→ **Your objective**
Please reproduce the records starting at the line containing "[Annotation guideline] Target class: sky." and ending at the line containing "837,441,890,550", both included and requests and all, with every bounding-box coordinate in the answers scaled by 0.55 and rounded to whole numbers, halves rounding up. Leave the numbers in the requests and their format samples unchanged.

→ **Available records**

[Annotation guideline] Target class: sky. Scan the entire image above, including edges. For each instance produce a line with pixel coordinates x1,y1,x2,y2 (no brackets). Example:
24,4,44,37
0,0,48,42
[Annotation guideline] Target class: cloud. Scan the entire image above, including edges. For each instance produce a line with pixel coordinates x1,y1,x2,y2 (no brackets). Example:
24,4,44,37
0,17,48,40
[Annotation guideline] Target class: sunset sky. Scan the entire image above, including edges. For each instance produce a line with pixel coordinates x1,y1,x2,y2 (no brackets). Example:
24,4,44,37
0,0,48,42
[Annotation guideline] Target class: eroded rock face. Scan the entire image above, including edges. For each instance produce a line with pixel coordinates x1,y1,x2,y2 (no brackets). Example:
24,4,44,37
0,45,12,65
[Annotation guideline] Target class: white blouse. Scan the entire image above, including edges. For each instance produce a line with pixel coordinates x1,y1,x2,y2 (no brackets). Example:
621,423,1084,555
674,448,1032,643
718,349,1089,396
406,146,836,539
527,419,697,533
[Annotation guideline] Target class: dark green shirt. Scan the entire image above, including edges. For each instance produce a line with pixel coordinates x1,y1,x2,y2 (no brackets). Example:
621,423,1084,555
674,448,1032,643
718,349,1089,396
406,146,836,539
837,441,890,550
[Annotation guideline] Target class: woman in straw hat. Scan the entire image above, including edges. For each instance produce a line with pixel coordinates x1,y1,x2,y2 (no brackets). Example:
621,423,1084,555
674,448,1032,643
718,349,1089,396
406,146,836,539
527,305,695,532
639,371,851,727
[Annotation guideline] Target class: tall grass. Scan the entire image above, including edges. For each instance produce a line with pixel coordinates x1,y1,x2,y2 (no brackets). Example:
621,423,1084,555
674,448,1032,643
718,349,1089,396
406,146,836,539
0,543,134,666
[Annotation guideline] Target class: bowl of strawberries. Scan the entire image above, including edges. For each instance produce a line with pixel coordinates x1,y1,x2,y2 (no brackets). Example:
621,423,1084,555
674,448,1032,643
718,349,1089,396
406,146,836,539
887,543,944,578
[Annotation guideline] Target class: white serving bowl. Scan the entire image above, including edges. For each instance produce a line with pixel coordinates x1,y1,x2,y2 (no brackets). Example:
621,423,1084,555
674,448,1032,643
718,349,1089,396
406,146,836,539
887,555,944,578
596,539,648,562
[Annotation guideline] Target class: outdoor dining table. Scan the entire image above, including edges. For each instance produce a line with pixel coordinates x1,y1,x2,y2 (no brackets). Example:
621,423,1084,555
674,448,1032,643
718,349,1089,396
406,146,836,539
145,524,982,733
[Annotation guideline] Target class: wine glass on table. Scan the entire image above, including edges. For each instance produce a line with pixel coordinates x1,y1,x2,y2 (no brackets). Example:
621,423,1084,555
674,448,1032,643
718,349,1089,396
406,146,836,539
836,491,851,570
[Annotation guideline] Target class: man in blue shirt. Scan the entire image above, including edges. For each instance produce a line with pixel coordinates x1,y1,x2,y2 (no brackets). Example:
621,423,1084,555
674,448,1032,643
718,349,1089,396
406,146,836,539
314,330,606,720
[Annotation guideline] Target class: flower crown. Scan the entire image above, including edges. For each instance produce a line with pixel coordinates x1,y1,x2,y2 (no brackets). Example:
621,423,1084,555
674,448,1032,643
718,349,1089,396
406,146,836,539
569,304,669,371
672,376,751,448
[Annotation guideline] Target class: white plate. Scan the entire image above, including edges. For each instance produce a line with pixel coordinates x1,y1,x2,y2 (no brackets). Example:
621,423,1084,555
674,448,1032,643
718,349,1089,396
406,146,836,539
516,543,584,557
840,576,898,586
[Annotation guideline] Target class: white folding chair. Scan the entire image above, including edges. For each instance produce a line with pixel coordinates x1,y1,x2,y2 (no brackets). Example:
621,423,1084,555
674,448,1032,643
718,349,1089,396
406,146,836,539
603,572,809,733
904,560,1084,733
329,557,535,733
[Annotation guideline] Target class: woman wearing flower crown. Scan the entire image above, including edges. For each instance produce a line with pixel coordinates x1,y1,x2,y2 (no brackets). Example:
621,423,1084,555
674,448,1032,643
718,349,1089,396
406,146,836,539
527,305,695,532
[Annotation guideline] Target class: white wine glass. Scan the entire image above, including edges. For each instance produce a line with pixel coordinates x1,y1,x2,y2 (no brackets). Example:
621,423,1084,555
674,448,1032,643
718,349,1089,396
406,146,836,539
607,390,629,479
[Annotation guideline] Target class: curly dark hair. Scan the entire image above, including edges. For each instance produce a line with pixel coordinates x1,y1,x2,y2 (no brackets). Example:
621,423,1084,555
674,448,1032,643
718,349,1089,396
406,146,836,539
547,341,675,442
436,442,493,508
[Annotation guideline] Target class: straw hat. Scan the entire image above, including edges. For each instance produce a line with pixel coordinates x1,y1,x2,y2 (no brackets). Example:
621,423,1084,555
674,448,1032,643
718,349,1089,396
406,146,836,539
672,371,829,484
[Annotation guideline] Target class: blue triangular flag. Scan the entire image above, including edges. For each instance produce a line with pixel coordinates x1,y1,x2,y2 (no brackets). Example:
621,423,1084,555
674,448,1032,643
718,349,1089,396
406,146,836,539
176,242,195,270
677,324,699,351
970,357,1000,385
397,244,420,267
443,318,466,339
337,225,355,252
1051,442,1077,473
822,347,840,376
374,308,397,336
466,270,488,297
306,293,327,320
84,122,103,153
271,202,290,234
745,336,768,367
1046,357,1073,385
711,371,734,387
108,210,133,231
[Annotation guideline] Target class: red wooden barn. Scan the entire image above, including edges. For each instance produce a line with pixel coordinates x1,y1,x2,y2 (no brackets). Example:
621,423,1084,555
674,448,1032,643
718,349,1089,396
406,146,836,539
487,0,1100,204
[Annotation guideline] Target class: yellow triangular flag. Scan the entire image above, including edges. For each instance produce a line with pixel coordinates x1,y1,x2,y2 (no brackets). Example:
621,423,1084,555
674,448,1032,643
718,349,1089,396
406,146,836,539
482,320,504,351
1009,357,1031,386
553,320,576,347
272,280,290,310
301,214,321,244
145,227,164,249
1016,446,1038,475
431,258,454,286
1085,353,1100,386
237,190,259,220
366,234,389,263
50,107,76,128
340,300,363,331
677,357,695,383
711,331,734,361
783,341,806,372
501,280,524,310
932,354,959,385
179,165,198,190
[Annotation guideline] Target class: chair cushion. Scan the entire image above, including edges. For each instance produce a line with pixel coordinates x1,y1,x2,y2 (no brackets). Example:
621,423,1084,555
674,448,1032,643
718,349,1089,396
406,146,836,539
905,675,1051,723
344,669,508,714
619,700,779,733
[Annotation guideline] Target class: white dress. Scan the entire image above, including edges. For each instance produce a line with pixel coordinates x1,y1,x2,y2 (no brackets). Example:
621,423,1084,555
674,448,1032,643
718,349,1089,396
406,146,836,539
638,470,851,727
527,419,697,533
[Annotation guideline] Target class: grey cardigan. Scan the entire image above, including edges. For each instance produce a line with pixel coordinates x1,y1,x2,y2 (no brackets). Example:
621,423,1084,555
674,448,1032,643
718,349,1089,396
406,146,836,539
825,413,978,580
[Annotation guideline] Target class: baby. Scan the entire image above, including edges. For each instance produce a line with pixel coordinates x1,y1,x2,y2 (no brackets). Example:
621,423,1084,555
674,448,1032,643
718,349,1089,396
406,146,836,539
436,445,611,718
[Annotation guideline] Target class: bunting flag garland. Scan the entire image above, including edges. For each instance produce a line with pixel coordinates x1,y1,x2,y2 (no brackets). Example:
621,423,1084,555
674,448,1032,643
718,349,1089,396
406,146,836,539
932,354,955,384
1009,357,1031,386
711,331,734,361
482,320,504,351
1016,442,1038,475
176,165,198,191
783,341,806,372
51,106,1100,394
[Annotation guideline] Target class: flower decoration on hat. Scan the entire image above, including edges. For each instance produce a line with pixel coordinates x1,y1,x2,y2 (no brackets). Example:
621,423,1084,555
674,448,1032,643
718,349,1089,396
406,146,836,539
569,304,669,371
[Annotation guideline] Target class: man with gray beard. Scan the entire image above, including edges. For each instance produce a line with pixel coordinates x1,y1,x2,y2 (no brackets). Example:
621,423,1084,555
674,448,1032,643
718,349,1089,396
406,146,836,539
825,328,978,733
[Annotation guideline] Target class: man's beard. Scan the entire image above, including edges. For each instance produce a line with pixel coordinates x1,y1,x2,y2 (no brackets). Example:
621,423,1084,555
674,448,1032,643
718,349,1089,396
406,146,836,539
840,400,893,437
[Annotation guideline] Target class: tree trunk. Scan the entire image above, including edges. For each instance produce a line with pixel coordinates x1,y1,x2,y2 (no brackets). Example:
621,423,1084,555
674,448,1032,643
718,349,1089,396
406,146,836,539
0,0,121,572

---

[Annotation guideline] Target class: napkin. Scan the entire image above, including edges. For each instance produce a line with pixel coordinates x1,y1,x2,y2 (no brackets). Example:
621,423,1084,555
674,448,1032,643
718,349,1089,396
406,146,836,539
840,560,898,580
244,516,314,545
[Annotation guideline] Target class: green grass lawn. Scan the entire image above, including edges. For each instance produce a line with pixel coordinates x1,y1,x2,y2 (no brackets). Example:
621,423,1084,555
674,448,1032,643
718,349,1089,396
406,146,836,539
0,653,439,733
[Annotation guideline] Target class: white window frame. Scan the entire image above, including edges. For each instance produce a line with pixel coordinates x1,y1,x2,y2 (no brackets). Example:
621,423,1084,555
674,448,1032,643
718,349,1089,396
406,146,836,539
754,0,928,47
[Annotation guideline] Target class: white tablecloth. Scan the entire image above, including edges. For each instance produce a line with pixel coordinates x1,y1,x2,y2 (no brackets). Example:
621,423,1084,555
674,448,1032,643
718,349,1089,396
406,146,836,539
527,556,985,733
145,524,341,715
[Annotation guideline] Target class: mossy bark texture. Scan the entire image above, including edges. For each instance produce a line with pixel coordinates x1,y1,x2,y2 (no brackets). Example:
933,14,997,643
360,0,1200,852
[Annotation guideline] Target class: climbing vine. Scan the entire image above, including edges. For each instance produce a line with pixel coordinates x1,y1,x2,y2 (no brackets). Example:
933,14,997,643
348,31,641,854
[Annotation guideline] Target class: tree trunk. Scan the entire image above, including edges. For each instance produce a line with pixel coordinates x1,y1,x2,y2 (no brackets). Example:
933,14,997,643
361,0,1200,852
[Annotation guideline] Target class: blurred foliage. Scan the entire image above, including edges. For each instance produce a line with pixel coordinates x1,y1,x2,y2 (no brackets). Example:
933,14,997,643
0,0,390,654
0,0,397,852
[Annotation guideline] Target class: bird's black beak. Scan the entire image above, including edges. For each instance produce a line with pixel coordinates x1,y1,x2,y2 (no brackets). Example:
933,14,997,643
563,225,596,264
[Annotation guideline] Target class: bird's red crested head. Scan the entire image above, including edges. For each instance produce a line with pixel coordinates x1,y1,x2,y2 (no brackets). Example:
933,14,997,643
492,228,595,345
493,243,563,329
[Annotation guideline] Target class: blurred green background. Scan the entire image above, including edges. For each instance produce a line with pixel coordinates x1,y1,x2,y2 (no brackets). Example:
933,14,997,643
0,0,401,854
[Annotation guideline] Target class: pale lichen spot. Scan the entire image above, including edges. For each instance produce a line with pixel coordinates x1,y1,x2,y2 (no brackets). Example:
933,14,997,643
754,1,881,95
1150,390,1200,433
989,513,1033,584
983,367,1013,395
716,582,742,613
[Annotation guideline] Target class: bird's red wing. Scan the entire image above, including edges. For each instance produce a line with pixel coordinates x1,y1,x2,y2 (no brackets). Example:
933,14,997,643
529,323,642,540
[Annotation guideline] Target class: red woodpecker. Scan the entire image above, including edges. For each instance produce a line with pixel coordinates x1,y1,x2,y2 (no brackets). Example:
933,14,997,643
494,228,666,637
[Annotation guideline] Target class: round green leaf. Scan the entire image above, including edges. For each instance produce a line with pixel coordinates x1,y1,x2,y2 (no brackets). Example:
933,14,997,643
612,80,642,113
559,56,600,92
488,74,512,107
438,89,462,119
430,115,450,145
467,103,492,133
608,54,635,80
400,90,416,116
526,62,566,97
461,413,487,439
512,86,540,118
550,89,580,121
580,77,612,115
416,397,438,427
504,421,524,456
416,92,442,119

...

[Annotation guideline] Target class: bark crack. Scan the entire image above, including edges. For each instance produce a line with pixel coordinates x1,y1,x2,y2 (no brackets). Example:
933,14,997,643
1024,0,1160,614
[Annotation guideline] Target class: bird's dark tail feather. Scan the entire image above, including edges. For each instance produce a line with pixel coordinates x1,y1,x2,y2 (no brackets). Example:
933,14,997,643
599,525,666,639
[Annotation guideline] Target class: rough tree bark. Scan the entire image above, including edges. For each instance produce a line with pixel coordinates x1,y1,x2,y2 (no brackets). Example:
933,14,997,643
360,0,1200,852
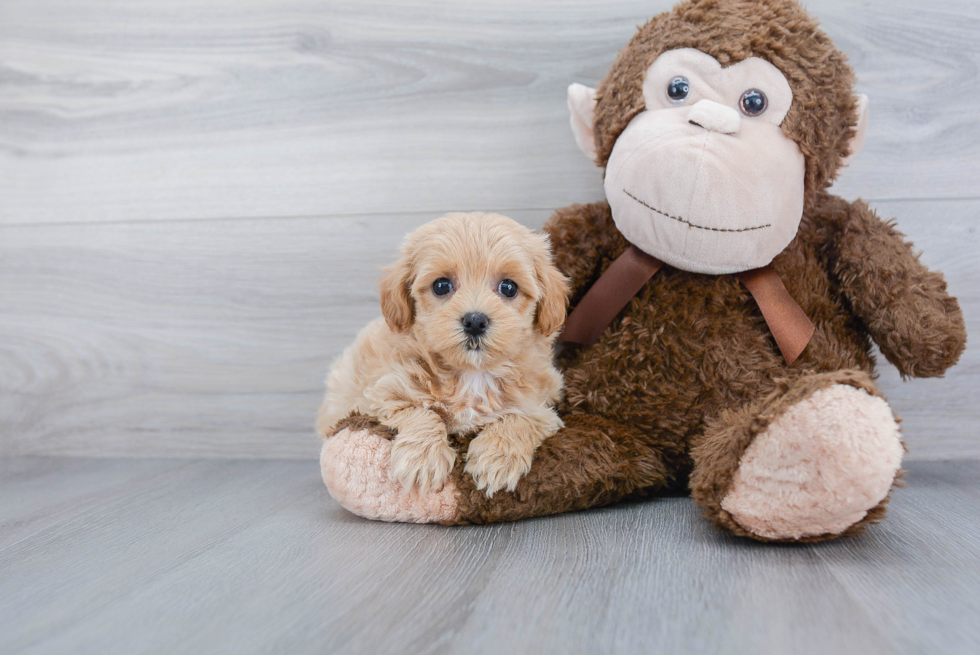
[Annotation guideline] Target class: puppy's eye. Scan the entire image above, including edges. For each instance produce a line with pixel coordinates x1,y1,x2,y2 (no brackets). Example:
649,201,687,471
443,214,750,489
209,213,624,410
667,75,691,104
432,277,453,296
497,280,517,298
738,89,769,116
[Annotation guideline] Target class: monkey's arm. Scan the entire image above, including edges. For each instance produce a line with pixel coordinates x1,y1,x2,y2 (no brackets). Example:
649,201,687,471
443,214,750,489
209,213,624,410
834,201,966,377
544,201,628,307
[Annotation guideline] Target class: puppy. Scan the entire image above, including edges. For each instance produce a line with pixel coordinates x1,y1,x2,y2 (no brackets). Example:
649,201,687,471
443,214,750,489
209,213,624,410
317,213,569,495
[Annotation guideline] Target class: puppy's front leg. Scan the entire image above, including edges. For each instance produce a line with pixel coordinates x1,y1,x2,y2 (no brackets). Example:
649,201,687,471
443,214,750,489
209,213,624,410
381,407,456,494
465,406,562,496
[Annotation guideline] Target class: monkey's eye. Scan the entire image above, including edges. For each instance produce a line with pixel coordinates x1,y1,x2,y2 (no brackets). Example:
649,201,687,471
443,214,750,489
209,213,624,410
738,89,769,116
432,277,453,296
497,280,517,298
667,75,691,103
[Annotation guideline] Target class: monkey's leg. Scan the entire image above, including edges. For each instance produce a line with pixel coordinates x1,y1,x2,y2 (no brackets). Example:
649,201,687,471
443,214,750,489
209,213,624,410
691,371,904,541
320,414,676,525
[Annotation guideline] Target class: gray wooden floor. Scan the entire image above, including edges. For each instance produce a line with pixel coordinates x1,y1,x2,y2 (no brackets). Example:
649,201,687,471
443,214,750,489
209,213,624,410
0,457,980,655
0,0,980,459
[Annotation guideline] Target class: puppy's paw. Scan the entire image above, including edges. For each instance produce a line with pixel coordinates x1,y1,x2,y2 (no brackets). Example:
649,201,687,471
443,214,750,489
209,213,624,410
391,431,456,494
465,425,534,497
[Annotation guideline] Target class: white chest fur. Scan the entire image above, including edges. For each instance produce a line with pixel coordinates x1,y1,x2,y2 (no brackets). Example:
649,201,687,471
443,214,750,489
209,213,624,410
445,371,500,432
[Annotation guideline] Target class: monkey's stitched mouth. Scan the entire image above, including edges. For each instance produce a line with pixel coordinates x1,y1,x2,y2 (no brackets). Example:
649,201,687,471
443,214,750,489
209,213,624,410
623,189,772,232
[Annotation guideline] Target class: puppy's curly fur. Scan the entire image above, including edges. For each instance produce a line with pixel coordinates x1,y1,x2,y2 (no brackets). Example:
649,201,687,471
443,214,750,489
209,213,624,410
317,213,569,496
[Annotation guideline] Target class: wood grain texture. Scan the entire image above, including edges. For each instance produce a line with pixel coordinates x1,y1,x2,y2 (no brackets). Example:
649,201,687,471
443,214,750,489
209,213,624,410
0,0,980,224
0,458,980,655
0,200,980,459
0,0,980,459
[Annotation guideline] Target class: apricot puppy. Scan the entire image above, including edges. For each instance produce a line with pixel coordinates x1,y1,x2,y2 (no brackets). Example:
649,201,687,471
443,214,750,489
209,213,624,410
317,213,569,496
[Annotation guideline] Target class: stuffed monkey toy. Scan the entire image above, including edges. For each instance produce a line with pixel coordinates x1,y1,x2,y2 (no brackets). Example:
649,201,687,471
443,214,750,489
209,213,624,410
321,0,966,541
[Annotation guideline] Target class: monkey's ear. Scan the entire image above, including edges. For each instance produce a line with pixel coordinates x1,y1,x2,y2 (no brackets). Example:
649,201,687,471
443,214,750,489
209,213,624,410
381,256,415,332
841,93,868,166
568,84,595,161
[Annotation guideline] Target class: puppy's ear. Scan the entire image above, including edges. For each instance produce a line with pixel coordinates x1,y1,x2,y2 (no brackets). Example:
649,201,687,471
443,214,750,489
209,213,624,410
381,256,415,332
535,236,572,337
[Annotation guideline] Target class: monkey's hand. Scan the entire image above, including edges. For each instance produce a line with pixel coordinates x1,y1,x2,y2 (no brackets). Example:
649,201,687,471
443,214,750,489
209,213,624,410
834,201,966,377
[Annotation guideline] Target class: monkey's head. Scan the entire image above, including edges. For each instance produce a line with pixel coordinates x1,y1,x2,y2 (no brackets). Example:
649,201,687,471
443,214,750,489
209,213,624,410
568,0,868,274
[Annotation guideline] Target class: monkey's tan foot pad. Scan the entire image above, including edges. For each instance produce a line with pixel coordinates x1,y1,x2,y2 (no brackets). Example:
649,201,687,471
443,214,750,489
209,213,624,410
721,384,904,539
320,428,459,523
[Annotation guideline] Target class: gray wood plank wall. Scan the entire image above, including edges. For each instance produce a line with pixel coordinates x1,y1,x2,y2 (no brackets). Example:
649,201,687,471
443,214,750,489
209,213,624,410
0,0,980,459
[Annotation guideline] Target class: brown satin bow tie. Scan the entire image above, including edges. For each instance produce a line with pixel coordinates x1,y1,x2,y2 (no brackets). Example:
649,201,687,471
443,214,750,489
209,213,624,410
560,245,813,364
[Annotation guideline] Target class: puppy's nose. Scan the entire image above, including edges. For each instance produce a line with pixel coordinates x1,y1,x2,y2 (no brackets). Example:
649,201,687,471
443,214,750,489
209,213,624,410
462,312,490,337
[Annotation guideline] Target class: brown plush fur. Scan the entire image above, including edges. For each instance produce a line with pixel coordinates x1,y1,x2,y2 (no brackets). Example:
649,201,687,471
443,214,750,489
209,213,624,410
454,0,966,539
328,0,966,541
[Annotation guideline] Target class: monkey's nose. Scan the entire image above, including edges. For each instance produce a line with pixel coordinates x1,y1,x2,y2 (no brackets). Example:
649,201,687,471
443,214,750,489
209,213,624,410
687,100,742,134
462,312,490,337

→ **Answer for the task**
[Annotation guideline] Target class: sky. Scan the entire image above, including edges. For each instance produce a line with pixel coordinates x1,y1,x2,y2 (no brackets). Example:
24,4,44,37
0,0,26,23
[Annotation guideline] Target class: cloud. Scan the entire image above, including edges. For each instance produce a line with pixel coordinates x1,y1,x2,y2 (no brackets). Example:
24,4,44,37
0,9,26,22
[Annotation guideline] Target class: sunset sky. Scan the entire image above, including edges. For each instance produce a line with pixel coordinates x1,y1,x2,y2 (no brackets). Example:
24,4,44,37
0,0,26,23
[Annotation guideline] Target class: eroded rock face. Scan the entire image above, including edges. For each instance produce a line with pixel coordinates x1,y1,x2,y2 (no brackets). Example:
24,4,44,37
0,25,7,36
[Annotation guideline] Target class: white blouse. Scan the entire image above, including edges. For each instance produce a line with pixel coordinates x1,y1,x2,y2 (no brackets). Example:
621,423,1084,555
674,448,1032,643
718,349,1089,396
406,146,836,539
290,230,383,293
[Annotation guideline] Target class: dark green shirt. Scan the entire image above, including edges. For each instance produce a line with pixel coordinates x1,y1,x2,y2 (no brackets). Example:
621,423,1084,555
674,448,1032,643
718,349,1089,396
406,146,836,539
460,243,490,303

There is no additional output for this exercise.